Read through the records below and copy each line that uses the word "trousers".

--- DATA PROVIDED ---

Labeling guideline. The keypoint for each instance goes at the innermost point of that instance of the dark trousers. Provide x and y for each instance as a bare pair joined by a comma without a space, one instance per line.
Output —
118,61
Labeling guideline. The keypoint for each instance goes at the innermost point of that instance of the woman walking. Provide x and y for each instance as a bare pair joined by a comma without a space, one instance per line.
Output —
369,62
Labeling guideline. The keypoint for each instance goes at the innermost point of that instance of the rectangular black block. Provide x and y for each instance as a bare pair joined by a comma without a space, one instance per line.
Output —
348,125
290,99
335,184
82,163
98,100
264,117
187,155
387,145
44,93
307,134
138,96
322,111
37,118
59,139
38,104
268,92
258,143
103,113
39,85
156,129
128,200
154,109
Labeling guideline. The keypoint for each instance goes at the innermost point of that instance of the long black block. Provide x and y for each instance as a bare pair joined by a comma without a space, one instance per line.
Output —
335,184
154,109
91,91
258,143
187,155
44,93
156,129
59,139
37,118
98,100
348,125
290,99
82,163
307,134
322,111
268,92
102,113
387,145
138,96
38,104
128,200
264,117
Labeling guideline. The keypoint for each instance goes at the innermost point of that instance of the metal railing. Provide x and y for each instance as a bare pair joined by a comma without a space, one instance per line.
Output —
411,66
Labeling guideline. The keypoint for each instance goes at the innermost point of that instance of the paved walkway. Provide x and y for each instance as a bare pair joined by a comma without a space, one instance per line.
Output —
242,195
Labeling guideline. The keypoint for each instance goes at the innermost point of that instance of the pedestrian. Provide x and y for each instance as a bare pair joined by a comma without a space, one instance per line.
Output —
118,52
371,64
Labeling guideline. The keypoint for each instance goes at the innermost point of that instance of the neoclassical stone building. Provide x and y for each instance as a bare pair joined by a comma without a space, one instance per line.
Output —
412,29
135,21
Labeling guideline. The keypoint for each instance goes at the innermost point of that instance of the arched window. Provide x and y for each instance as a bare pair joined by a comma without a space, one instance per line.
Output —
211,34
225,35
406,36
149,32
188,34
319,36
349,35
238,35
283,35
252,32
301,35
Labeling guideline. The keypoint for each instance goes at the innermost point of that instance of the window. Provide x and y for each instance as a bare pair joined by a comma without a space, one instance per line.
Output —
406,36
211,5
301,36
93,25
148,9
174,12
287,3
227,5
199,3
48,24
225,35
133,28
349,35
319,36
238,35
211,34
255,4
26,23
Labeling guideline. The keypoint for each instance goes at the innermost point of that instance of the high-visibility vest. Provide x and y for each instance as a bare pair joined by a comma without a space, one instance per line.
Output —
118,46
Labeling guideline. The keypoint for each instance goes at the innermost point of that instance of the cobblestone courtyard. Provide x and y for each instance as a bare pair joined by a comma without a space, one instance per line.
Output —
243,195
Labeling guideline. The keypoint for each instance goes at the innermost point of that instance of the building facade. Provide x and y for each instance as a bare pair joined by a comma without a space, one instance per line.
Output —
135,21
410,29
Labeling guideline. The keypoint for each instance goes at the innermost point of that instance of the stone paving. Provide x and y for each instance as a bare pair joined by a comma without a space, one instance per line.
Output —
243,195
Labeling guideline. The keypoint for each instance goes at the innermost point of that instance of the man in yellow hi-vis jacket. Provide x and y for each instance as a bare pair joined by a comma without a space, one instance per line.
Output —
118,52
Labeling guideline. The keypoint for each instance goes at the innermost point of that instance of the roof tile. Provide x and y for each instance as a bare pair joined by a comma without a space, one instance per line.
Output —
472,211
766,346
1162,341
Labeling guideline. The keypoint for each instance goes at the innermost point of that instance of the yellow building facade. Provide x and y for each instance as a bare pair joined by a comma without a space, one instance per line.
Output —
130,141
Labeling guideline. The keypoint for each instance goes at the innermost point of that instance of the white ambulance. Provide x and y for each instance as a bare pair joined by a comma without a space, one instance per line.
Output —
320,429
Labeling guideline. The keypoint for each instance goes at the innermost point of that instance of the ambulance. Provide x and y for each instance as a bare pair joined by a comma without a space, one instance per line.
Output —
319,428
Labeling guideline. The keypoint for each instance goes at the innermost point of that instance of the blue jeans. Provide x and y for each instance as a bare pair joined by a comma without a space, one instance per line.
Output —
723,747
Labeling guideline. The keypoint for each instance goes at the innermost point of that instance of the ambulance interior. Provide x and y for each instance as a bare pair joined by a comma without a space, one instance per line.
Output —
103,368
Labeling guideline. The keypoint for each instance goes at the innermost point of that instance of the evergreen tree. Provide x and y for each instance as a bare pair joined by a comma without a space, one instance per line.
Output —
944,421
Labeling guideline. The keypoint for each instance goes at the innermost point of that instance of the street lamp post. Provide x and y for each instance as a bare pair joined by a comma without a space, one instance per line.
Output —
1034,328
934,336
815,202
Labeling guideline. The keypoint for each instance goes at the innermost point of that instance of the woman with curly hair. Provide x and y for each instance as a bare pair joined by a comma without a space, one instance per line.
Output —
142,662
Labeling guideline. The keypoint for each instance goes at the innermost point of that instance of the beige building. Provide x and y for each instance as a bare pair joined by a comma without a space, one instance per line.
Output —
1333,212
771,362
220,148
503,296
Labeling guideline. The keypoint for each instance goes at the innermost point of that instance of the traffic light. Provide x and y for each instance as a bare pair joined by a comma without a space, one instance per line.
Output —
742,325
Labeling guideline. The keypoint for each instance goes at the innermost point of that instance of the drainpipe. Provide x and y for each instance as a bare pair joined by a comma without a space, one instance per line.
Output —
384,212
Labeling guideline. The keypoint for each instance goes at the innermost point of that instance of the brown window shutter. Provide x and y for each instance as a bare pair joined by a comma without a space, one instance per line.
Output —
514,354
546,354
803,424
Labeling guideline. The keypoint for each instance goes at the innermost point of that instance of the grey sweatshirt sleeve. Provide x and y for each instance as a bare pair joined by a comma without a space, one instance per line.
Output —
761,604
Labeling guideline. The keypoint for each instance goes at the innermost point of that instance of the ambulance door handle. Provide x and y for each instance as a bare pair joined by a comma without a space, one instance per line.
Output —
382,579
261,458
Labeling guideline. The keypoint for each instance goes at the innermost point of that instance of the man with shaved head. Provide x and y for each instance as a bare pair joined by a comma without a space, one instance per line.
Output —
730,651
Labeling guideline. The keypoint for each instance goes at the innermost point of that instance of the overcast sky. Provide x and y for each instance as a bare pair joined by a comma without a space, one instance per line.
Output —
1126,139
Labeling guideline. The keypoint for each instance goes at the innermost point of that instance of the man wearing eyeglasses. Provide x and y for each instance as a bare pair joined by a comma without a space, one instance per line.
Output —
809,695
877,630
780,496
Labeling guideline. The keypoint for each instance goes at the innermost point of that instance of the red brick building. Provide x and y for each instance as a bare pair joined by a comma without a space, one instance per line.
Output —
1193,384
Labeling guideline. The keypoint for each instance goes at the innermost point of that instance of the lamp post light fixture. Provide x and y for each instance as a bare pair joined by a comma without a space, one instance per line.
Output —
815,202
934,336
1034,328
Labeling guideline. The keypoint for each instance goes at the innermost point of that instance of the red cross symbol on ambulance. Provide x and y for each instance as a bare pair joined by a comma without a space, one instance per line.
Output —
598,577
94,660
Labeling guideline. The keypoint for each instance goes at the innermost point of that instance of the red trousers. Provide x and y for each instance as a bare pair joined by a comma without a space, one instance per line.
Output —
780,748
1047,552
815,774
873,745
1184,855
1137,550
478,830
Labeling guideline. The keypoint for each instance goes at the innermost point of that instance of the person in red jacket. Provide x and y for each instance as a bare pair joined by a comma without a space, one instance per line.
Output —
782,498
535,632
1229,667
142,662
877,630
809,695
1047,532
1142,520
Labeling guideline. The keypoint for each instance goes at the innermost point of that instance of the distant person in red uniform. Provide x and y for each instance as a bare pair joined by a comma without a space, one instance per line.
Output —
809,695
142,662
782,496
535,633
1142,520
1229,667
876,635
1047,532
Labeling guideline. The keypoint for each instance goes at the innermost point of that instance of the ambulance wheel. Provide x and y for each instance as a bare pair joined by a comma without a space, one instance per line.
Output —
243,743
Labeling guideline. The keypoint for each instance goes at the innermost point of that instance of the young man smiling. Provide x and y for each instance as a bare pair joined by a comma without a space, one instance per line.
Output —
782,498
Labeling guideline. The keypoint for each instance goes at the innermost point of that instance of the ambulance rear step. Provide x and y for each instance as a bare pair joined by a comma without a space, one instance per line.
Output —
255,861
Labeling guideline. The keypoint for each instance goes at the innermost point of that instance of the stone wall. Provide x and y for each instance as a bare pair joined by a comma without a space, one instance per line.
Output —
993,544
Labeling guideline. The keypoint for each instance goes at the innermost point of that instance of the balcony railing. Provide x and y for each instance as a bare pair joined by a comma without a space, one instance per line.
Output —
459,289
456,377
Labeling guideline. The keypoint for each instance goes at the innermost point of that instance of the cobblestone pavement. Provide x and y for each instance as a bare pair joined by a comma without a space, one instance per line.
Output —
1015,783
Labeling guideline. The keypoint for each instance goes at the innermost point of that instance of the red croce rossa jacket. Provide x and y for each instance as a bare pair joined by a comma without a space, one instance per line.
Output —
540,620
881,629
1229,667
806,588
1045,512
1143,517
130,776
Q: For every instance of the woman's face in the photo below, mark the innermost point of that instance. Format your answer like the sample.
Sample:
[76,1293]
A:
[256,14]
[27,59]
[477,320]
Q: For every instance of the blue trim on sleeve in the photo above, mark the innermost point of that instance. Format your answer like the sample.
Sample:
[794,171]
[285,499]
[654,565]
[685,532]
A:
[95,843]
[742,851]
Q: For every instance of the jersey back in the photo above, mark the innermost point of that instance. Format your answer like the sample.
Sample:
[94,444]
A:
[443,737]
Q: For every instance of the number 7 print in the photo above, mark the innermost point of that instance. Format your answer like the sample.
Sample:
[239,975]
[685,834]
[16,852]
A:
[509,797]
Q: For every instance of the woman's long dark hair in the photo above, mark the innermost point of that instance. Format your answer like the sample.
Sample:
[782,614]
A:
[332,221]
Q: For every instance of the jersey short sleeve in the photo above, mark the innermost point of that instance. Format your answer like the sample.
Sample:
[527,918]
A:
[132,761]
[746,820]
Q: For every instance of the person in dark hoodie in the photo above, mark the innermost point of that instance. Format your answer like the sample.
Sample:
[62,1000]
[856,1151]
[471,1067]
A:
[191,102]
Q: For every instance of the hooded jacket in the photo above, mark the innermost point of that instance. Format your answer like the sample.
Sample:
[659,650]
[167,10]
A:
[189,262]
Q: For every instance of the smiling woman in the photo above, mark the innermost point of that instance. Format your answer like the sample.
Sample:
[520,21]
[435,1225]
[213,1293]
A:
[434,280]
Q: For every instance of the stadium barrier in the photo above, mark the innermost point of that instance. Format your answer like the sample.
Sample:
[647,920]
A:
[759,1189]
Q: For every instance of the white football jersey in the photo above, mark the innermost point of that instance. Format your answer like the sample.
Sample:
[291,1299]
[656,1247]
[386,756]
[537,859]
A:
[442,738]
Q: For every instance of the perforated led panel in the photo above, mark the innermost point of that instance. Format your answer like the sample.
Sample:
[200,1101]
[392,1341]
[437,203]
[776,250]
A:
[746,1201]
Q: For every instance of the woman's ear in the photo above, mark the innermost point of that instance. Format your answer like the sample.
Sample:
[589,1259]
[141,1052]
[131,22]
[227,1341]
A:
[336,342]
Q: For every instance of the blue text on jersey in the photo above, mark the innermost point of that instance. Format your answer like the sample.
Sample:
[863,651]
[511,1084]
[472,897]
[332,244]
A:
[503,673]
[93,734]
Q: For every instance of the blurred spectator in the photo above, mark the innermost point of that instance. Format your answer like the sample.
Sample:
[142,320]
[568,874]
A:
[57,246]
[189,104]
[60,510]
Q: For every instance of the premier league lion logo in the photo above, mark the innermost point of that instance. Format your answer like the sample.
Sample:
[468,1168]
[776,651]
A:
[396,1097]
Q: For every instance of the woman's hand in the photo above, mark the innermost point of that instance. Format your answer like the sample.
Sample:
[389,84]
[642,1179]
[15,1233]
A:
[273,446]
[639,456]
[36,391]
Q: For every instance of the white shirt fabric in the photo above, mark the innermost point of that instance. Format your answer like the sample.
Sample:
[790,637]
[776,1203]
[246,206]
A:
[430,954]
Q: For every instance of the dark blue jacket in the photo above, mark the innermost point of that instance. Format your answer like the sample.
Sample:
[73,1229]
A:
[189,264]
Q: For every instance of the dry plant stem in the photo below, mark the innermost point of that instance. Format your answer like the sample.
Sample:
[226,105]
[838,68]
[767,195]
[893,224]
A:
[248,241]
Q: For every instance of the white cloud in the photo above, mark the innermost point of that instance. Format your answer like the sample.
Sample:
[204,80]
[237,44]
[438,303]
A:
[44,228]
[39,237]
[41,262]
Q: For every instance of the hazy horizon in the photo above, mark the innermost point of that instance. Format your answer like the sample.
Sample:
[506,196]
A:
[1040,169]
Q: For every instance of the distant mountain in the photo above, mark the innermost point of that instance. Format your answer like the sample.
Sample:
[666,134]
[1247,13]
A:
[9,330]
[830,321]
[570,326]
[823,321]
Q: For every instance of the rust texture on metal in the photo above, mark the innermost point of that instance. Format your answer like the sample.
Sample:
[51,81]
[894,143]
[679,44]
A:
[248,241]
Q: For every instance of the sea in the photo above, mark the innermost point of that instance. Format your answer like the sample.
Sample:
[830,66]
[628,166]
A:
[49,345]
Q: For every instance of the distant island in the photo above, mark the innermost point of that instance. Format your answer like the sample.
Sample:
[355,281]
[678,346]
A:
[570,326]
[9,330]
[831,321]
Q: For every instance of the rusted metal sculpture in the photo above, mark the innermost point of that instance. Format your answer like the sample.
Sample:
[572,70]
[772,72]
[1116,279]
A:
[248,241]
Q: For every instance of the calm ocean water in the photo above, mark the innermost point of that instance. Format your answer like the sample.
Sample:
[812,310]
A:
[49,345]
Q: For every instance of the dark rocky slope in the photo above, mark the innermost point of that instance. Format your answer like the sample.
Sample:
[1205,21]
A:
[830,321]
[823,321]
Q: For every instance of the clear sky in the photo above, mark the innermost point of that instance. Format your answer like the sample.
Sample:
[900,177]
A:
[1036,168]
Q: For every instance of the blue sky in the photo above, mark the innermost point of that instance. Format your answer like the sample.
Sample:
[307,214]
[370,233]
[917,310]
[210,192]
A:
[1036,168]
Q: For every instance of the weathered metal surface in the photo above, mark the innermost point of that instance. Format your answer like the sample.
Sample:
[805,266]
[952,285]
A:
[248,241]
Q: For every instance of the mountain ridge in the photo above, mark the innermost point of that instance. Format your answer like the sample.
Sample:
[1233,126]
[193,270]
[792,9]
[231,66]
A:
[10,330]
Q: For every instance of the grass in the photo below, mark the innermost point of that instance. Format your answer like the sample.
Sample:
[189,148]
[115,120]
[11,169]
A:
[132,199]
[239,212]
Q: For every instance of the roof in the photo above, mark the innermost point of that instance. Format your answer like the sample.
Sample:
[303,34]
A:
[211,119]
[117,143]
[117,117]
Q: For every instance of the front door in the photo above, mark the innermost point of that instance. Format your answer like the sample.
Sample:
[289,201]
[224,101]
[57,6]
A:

---

▶ [ANSWER TO THIS TASK]:
Labeling guideline. The keypoint for each instance goes at the innermost point of that instance of the dark trousers. Provide x and y for each instance as a bare pair joined by a comma without a space, one instance per line.
Labeling guideline. The keypoint for each instance goes at the innermost point of that instance of the red trousers. Provide x and y for each instance as a bare pair joined by a comma without a space, one instance per line.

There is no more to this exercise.